Текст задания
Верните дословно фрагмент текста о Викторе Смольском, начиная со слов «Виктор Смольский в» и до слов «многочисленных музыкальных конкурсов.» включительно.

Предложенный текст
Виктор Смольский - об отце, о своем пути в искусстве, о классике и роке и о том, почему белорусскую музыку так плохо знают на Западе

Виктор Смольский в особом представлении не нуждается. Легендарный мультиинструменталист, гитарист, композитор и продюсер, сын прославленного белорусского композитора Дмитрия Смольского. Вот уже четверть века он живет в Германии. Выступает с группами «Almanac», «Rage», «Mind Odyssey», «Lingua Mortis Orchestra». Автор знаменитейшей школы игры на гитаре — «DVD School of Metal». Член жюри многочисленных музыкальных конкурсов. 

Мы встретились на концерте «Вселенная Дмитрия Смольского». Виктор приехал послушать музыку отца, который скончался 29 сентября 2017 года. Я — окунуться в творчество учителя, каким оно было в мои консерваторские годы. А было оно тогда тихим и камерным, густо настоенным на ароматах стихотворчества. Но уже была написана «Седая легенда» и рождалась оратория «Поэт». 



«Белорусский Верди», — сказал о Дмитрии Смольском первый постановщик «Седой легенды» Семен Штейн. Уж скорее белорусский Шуберт, подумала я, ведь все его оперы, оратории и симфонии выросли из его романсов 1970-ых годов.

Спасибо концертмейстеру белорусской оперы Ирине Телепневой. Она извлекла их из мрака непубличности, слегка приправила популярными ариями из «Седой легенды»,  и они предстали во всей своей свежести, как будто не было этих сорока лет, и Лорка по-прежнему в невероятной моде, и Пастернак — полузапретный поэт. А тут еще Алоиза Пашкевич с ее бессмертными строчками: «Мы не з гіпсу, мы — з камення,. Мы — з жалеза, мы — са сталі…»



И, конечно, певцы. Илья Сильчуков, не просто спевший, но придумавший для вокального цикла на стихи Пастернака совершенно особенного героя — ловеласа и умника. Владимир Петров, не убоявшийся скорбных глубин поэзии Тютчева. Елена Золова, бескомпромиссно и страстно прожившая свой «Знак беды». Наталья Акинина — от ее колдовского голоса у меня по коже предательски побежали мурашки.

Представленные данные
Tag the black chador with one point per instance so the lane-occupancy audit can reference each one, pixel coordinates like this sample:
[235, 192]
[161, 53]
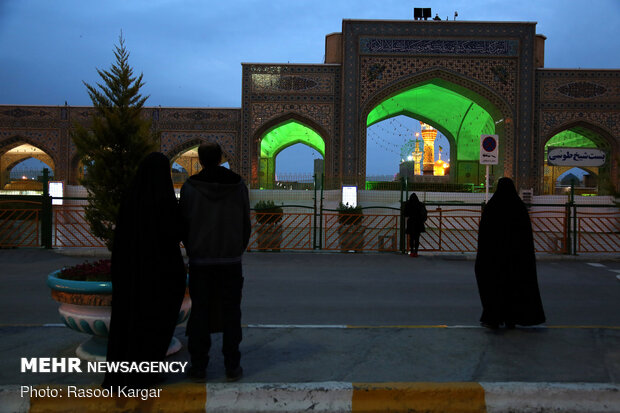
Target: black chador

Письменный ответ
Виктор Смольский в особом представлении не нуждается. Легендарный мультиинструменталист, гитарист, композитор и продюсер, сын прославленного белорусского композитора Дмитрия Смольского. Вот уже четверть века он живет в Германии. Выступает с группами «Almanac», «Rage», «Mind Odyssey», «Lingua Mortis Orchestra». Автор знаменитейшей школы игры на гитаре — «DVD School of Metal». Член жюри многочисленных музыкальных конкурсов.